* [FRAGMENTO DE LECTURA]:
La corresponsabilidad es clave en este nuevo abordaje terapéutico, destaca Nuria Jaurrieta-Guarner, coordinadora de la nueva unidad: “Hay que abordarlo desde el no control y trabajar mucho la responsabilidad de la propia persona dentro de este proceso de cambio”. De hecho, abunda Fernández Aranda, el peso no marca el ritmo del proceso terapéutico: “Así como en otras unidades tienen visitas en función del peso, aquí tienen visitas [independientemente del peso] porque esto es una herramienta terapéutica más. Y las altas no van supeditadas al peso que recuperen o no porque, a lo mejor, están estancadas en un bajo peso (no en una situación crítica, por supuesto) desde hace años o tienen un peso más o menos normal, pero no se les da el alta porque hay objetivos que se siguen trabajando”.
El recorrido terapéutico dura entre tres o cuatro meses. Un tiempo centrado en la recuperación a todos los niveles: desde la recuperación de la musculatura con un fisioterapeuta a la recuperación de la persona y de sus habilidades sociales con acompañamiento psicológico. “Hay una primera fase de adaptación, donde llegan a la unidad y se trabajan aspectos motivacionales. Luego, otra fase de empoderamiento de la persona y de trabajo con las familias y, por último, una etapa de prealta donde se trabaja el vínculo y la recuperación psicosocial en la que se entrenan habilidades para utilizar fuera”, explica la coordinadora. En este momento, hay siete pacientes ingresadas y varios casos en estudio.

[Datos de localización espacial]

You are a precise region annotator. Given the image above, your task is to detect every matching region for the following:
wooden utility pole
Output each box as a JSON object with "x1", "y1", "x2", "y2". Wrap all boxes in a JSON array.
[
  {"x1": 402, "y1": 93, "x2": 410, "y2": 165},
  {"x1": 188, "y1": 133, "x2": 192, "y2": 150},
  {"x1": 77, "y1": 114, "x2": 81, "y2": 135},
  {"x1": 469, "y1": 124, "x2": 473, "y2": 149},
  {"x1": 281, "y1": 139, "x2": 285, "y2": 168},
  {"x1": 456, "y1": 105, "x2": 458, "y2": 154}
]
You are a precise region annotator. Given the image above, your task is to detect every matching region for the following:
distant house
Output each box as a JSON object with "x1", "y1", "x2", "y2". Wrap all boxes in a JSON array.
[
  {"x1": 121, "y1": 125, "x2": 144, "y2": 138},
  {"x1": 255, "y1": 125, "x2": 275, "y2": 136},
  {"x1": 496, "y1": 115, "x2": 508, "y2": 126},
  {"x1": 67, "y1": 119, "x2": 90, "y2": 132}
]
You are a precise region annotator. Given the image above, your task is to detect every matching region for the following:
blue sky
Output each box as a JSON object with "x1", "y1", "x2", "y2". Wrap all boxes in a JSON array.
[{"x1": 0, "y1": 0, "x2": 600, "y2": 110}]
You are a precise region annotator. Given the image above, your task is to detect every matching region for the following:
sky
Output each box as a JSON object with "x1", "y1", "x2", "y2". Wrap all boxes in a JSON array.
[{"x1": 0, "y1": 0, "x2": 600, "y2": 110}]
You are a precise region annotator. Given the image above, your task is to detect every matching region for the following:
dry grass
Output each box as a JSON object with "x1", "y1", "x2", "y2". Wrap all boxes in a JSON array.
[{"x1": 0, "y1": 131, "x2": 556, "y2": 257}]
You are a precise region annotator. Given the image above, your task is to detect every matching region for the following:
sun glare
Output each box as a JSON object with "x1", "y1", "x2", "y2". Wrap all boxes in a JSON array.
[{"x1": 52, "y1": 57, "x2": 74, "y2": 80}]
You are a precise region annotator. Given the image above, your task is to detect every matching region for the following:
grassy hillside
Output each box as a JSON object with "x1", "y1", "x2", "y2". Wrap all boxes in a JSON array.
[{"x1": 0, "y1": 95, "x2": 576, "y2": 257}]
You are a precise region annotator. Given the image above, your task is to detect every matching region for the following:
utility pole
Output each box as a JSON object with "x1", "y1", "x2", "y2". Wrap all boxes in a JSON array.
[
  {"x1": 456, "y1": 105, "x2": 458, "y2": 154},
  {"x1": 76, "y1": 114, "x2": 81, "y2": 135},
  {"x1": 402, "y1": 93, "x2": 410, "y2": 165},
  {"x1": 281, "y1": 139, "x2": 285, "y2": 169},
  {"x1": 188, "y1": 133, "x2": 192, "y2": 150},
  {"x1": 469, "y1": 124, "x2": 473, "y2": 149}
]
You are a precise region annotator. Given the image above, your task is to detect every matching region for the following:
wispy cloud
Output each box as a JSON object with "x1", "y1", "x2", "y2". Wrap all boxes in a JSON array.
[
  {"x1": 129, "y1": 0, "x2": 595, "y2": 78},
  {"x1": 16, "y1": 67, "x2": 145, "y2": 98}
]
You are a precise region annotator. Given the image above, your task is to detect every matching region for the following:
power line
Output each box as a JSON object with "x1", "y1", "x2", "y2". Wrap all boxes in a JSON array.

* [CONSIGNA]: Reproduce textualmente el pasaje del fragmento sobre la nueva unidad terapéutica que va de "El recorrido terapéutico" a "casos en estudio.", ambos incluidos.

* [RESPUESTA]:
El recorrido terapéutico dura entre tres o cuatro meses. Un tiempo centrado en la recuperación a todos los niveles: desde la recuperación de la musculatura con un fisioterapeuta a la recuperación de la persona y de sus habilidades sociales con acompañamiento psicológico. “Hay una primera fase de adaptación, donde llegan a la unidad y se trabajan aspectos motivacionales. Luego, otra fase de empoderamiento de la persona y de trabajo con las familias y, por último, una etapa de prealta donde se trabaja el vínculo y la recuperación psicosocial en la que se entrenan habilidades para utilizar fuera”, explica la coordinadora. En este momento, hay siete pacientes ingresadas y varios casos en estudio.